▶ Kaynak metin:
Yargıtay Kararı 4. Ceza Dairesi 2012/4662 E. 2013/6390 K. 07.03.2013 T.

YARGITAY KARARI
DAİRE : 4. Ceza Dairesi
ESAS NO : 2012/4662
KARAR NO : 2013/6390
KARAR TARİHİ : 07.03.2013

MAHKEMESİ :Asliye Ceza Mahkemesi
SUÇLAR : Görevi yaptırmamak için direnme, hakaret
HÜKÜM : Mahkumiyet

Yerel Mahkemece verilen hükümler temyiz edilmekle, başvurunun süresi ve kararın niteliği ile suç tarihine göre dosya görüşüldü:
Temyiz isteğinin reddi nedenleri bulunmadığından işin esasına geçildi.
Vicdani kanının oluştuğu duruşma sürecini yansıtan tutanaklar, belgeler ve gerekçe içeriğine göre yapılan incelemede;
Sanığa yükletilen görevi yaptırmamak için direnme ve hakaret eylemleriyle ulaşılan çözümü haklı kılıcı zorunlu öğelerinin ve bu eylemlerin sanık tarafından işlendiğinin Kanuna uygun olarak yürütülen duruşma sonucu saptandığı, bütün kanıtlarla aşamalarda ileri sürülen iddia ve savunmaların temyiz denetimini sağlayacak biçimde ve eksiksiz sergilendiği, özleri değiştirilmeksizin tartışıldığı, vicdani kanının kesin, tutarlı ve çelişmeyen verilere dayandırıldığı; böylece olaylara ilişkin sorunlarda gerekçenin yeterli bulunduğu;
Eylemlerin doğru olarak nitelendirildiği ve Kanunda öngörülen suç tiplerine uyduğu,
Sanığın, birden fazla mağdura karşı tek eylemle gerçekleştirdiği görevi yaptırmamak için direnme eylemi nedeniyle TCK’nın 43. maddesinin 2. fıkrasıyla cezası artırılmamış ve koşulları bulunmasına karşın, TCK.nın 58. maddesi uyarınca tekerrür hükümleri uygulanmamış ise de, karşı temyiz olmadığından bozma yapılamayacağı,
Eleştiri dışında cezaların kanuni bağlamda uygulandığı,
Anlaşıldığından,
a) sanık …’ın sürdüğü nedenler yerinde görülmemiş olmakla, tebliğnameye uygun olarak, TEMYİZ DAVASININ ESASTAN REDDİYLE GÖREVİ YAPTIRMAMAK İÇİN DİRENME SUÇUNA İLİŞKİN HÜKMÜN ONANMASINA,
b) Hakaret suçu nedeniyle yapılan temyiz incelemesine gelince;
Başkaca nedenler yerinde görülmemiştir.

▶ Bu alıştırmada istenenler:
(A) Yargıtay kararının baş kısmında, değerinden iki nokta üst üste ile ayrılan alan adlarının hepsini metindeki sırayla listeleyin.
(B) Yargıtay kararının "Yargıtay Kararı 4." ifadesinden "işin esasına geçildi." ifadesine kadar olan bölümünü hiçbir değişiklik yapmadan yineleyin.

▶ Kayıtlar:
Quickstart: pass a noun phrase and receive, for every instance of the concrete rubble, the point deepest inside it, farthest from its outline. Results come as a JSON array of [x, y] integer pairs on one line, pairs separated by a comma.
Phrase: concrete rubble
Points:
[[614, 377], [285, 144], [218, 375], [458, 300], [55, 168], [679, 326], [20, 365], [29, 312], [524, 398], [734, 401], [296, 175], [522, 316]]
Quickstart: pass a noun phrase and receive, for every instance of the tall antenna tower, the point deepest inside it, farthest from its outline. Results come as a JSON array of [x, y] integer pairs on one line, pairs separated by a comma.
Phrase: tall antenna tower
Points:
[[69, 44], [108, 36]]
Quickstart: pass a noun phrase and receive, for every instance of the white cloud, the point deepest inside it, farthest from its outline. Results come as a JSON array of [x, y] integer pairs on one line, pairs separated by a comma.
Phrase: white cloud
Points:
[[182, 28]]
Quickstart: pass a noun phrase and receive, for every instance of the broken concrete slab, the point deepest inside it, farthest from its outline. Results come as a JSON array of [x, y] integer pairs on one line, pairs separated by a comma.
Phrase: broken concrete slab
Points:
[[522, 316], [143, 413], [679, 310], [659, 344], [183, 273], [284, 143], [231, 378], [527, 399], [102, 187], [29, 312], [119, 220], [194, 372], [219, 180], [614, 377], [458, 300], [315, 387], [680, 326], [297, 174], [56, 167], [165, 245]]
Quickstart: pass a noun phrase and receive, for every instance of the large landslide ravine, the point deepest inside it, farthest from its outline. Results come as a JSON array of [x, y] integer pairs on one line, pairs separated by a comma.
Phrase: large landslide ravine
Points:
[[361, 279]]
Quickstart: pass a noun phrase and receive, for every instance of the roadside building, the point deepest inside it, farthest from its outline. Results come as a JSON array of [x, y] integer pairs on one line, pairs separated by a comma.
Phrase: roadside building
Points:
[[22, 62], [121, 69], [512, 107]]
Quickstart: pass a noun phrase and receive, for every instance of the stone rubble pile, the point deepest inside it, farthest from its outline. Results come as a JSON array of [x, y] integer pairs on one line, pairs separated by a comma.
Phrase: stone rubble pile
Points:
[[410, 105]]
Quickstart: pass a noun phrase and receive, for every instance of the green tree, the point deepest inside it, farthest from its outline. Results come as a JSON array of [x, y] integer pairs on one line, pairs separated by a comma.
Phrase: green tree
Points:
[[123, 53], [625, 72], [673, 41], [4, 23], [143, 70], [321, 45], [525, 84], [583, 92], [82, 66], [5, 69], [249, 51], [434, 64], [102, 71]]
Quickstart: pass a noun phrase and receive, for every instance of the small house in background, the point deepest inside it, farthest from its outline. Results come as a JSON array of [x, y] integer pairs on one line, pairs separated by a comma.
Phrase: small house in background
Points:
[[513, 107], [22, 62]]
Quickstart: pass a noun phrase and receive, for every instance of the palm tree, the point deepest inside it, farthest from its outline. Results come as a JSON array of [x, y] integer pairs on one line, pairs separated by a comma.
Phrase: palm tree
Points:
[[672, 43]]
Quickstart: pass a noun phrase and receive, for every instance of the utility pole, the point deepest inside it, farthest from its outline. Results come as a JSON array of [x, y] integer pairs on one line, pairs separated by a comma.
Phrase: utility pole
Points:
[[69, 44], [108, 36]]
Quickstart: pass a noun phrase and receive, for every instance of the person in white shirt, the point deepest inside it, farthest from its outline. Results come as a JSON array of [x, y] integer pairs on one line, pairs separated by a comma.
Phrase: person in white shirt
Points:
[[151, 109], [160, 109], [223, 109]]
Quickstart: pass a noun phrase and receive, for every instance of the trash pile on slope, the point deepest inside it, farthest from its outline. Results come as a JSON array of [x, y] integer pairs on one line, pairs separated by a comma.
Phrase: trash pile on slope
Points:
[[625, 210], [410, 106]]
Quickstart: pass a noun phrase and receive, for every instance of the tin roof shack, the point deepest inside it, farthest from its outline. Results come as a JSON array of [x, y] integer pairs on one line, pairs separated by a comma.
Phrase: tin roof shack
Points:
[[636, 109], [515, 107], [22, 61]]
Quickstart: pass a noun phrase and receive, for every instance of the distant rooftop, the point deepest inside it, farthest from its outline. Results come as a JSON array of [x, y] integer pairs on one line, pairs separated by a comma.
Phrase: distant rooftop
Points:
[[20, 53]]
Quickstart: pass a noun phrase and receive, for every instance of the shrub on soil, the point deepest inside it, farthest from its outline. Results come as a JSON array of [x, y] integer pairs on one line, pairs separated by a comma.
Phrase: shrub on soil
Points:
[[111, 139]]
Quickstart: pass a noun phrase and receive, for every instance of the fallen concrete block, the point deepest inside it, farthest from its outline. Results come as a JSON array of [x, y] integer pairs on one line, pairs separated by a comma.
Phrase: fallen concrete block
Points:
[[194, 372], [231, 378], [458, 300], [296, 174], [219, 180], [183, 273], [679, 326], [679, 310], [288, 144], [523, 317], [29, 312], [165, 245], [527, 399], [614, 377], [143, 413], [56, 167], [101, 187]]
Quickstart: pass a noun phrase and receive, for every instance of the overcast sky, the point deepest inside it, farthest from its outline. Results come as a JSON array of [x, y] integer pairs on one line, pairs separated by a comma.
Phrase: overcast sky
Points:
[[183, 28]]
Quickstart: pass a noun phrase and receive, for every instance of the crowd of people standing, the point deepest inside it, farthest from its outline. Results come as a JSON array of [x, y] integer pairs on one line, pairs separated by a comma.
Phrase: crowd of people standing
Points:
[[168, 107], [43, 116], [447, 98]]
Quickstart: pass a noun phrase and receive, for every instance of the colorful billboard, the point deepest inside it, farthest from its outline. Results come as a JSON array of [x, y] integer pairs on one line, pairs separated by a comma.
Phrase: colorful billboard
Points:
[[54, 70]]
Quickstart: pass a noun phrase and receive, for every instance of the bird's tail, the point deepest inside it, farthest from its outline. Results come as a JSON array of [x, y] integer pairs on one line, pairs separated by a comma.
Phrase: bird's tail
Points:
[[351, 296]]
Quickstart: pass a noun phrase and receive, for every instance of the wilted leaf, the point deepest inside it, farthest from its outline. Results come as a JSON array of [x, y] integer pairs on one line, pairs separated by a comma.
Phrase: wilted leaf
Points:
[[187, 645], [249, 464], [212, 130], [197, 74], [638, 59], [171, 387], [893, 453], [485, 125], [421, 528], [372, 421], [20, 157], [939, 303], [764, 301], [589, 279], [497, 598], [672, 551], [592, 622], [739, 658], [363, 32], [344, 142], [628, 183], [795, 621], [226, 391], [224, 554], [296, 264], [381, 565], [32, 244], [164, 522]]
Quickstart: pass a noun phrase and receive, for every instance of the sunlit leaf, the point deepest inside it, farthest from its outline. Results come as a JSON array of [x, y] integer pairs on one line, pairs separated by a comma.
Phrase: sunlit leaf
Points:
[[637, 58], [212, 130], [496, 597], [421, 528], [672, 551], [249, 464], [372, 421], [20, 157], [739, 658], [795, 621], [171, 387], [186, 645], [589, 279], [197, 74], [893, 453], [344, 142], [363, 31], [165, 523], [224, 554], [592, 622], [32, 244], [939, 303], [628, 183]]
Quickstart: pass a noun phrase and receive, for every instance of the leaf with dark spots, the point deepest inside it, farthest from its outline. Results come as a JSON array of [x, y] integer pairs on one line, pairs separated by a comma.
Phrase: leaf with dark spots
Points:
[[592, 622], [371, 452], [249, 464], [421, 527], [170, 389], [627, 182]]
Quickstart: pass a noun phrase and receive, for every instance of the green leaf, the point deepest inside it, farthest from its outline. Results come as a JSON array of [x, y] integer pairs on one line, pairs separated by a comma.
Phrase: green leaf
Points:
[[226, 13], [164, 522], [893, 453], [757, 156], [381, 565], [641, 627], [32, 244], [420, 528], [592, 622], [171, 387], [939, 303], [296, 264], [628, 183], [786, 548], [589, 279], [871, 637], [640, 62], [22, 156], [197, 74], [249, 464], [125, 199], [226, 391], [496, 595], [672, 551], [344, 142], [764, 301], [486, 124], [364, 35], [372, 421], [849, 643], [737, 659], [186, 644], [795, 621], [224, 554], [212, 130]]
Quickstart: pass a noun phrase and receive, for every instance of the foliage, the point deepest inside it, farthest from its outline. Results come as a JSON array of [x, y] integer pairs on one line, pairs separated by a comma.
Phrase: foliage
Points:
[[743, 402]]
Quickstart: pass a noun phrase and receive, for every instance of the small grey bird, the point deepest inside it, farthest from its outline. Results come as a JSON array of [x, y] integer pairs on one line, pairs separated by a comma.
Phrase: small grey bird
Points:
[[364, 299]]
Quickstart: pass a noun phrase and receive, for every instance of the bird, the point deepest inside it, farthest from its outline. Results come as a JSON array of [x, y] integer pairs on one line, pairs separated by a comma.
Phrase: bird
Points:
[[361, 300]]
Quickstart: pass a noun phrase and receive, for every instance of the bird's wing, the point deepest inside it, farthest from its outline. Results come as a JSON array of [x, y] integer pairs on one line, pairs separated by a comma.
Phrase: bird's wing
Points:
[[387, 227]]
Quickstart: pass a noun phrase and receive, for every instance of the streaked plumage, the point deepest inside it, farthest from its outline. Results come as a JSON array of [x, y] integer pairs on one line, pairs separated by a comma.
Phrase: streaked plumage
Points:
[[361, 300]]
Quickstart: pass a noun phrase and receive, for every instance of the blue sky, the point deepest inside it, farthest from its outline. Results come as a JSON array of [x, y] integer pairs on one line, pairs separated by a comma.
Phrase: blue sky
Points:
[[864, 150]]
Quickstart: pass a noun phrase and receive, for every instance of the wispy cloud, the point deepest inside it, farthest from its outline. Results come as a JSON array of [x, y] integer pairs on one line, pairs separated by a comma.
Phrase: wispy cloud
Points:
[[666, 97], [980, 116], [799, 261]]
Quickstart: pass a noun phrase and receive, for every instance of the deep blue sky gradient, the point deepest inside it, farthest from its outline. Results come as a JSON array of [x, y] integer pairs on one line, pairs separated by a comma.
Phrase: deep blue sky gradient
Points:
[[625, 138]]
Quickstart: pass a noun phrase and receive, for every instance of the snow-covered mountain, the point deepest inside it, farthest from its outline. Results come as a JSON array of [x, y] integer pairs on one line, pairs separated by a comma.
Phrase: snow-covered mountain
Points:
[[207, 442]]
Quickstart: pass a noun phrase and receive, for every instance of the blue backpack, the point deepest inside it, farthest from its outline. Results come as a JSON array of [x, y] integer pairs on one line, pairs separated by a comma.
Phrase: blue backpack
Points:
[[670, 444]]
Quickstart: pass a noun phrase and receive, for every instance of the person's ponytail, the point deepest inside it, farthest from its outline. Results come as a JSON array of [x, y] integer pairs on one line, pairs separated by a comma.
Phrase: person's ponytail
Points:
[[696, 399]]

▶ Beklenen yanıtlar:
(A) DAİRE, ESAS NO, KARAR NO, KARAR TARİHİ, MAHKEMESİ, SUÇLAR, HÜKÜM

(B)
Yargıtay Kararı 4. Ceza Dairesi 2012/4662 E. 2013/6390 K. 07.03.2013 T.

YARGITAY KARARI
DAİRE : 4. Ceza Dairesi
ESAS NO : 2012/4662
KARAR NO : 2013/6390
KARAR TARİHİ : 07.03.2013

MAHKEMESİ :Asliye Ceza Mahkemesi
SUÇLAR : Görevi yaptırmamak için direnme, hakaret
HÜKÜM : Mahkumiyet

Yerel Mahkemece verilen hükümler temyiz edilmekle, başvurunun süresi ve kararın niteliği ile suç tarihine göre dosya görüşüldü:
Temyiz isteğinin reddi nedenleri bulunmadığından işin esasına geçildi.